Oral presentation at "Technologies and Persons with Disabilities (CSUN99)" on March 19, 1999.


Slide 1; Title.

Good evening. I'm Takayuki Watanabe from Japan.

Today, I would like to talk about "Multilingual Text-to-Speech System with Dynamic Auditory User Interface under Microsoft Windows".

Collaborators are Prof. Kamae and Dr. Kurihara.

The manuscript of this oral presentation is posted at WWW, http://www.icepp.s.u-tokyo.ac.jp/~watanabe/Voice/CSUN99/

Slide 2; Outline.

At first, let me describe the outline of this system.

The aim of the current Text-to-Speech system is to enable the Japanese visually disabled to use Microsoft Windows computers. We chose Windows because it is the most popular operating system for general users.

We think that visually disabled users should use the same applications as those used by sighted users so that they can work together. Thus, we use basic applications such as Microsoft Office applications, Internet Explorer, and Emacs for our system.

To use the same applications, an elaborate Auditory User Interface is added to each application independent of its Graphical User Interface. The concept of independent AUI is taken from Dr. Raman's work.

This system is multilingual. It can treat both Japanese and English. It can treat other languages with an appropriate TTS engine for that language.

This project has just started and implementation is in progress. We will distribute the system under open-source policy.

Slide 3; Motivation.

This slide shows motivations of the current system.

Computers became friendly with the advent of Graphical User Interface (GUI). The visually disabled, however, could not benefit from GUI.

Screen-readers are ineffective for GUI because they do not care about the contextual structure of the original contents but speak the displayed information.

In order to break this situation, Dr. Raman built up a new system, ASTER and Emacspeak. Emacspeak is an Emacs subsystem that allows the user to get feedback using synthesized speech through effective Auditory User Interface. By the way, Emacs is a customizable and programmable editor and widely used by Unix freaks.

Emacspeak, however, has some disadvantages: (1) it does not treat Japanese, (2) it runs only on Emacs that is not popular to general users, (3) it can not run under Microsoft Windows, and (4) it is designed to use DECtalk as a speech server.

Thus, a new TTS system that has (1) an effective AUI like Emacspeak, (2) ability of treating multilingual applications under Microsoft Windows, and (3) interfaces for general speech servers is needed.

Slide 4; Multilingual TTS system.

Next slide describes the necessary functions for multilingual TTS system.

At first, multilingual system must identify a language (locale), it must know whether a content is English or not. According to the language, the system should switch multilingual speech engines.

* PROVIDED MATERIAL *

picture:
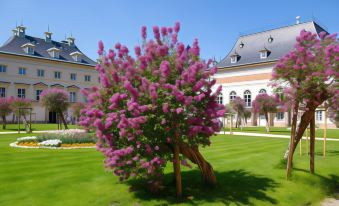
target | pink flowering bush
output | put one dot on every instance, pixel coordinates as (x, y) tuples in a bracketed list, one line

* THINGS TO DO *
A: How would you render this sentence from the text-to-speech presentation in Spanish: "We chose Windows because it is the most popular operating system for general users."
B: Can you carry on the text-to-speech presentation from its final sentence?

* SOLVED PROBLEMS *
A: Elegimos Windows porque es el sistema operativo más popular entre los usuarios en general.

B:
As for Japanese or other multi-bytes languages,

  1. It must correctly identify encoding schemes. Otherwise auditory output makes no sense.
  2. It must treat Japanese translation system or Input Method Editor.
  3. In order to find the right Kanji, It must read all possible Kanji representations in detail.
As for English, it must exactly pronounce English when reading English documents. But it should read file names or other meaningless words as alphabets. In most cases it should read English as Japanese English pronunciation, which is familiar to most Japanese.

Slide 5; Experience from traditional screen-readers.

We design a new TTS system partly based on experience from traditional screen-readers.

Important points are:

  1. Quick, correct, and clear reading: a speech server must promptly read the input and should not add unnecessary pauses. An "skip" function while reading is needed to skip an unnecessary auditory text stream because visually disabled users can not notice beforehand which part is necessary for him.
  2. Complete reading: a TTS system must read all events if it supports the reading of that event.
  3. Automatic rendering: a TTS system should automatically arrange the information in the most suitable manner to the user.
  4. An event-by-event response is required to let the user know what happens after an event. For example, a message displayed by an application or a system should be read promptly.
  5. Online manual is needed to see the manual while using.
  6. Fundamental functions such as start, stop, rewind, skip, pause & resume, inspect & review, and fast-forward should be fully controlled by a TTS system.
  7. A speech synthesizer should have an ear-friendly voice. It also should have a "neutral" voice that sounds more or less independent of gender and age. When reading E-mail, such neutral voice allows a listener to imagine the real person who sent that E-mail.

Slide 6; Auditory User Interface.

This slide shows an example of independent and interactive AUI based on Dr. Raman's work.

Here is a calendar. Visually, a calendar is a two-dimensional table. Then what is the most effective auditory interface with a calendar? Of course it is not one-dimensional expansion of the table from the upper left corner to the lower right corner as "Sunday, Monday, Tuesday, Wednesday, Thursday, Friday, Saturday, , 1, 2, 3..." It makes no sense. An effective AUI must know that this is a table representing a calendar and should have interfaces of accepting user's questions like "What is today's date?", "What day is it today?", and "What is the second Wednesday?"

Thus, an effective AUI must know what a content is and should have interactive interfaces.

Slide 7; Basic applications.

As mentioned earlier, a new TTS system must contain basic applications.

As the first sample of voice-based applications, we are developing Voice-Meadow. Meadow is a multilingual Emacs for 32-bit Windows. Thus, Voice-Meadow is a natural extension of Emacspeak to Microsoft Windows.

Voice-Office is talking Office applications. Voice-Windows Scripting Host, is used for basic activities such as controlling the file system.

Voice-IME is used for translating Japanese.

Voice-IE is a talking Internet Explorer.

I will describe details of these Voice-applications later.

Slide 8; Configuration.

The current system consists of two parts, Voice-Desktop and TTS server.

Voice-Desktop consists of above mentioned basic voice-applications. It controls linkage between these applications.

TTS server uses Microsoft Speech API. The content of an application is rendered by AUI attached to each application and is sent to TTS server with various audio formatting. TTS server uses DirectSound to mix concurrent inputs from applications into 3-dimentional auditory space. It uses English TTS mode when speaking English and Japanese TTS mode, provided by Toshiba's engine, for example, when speaking Japanese.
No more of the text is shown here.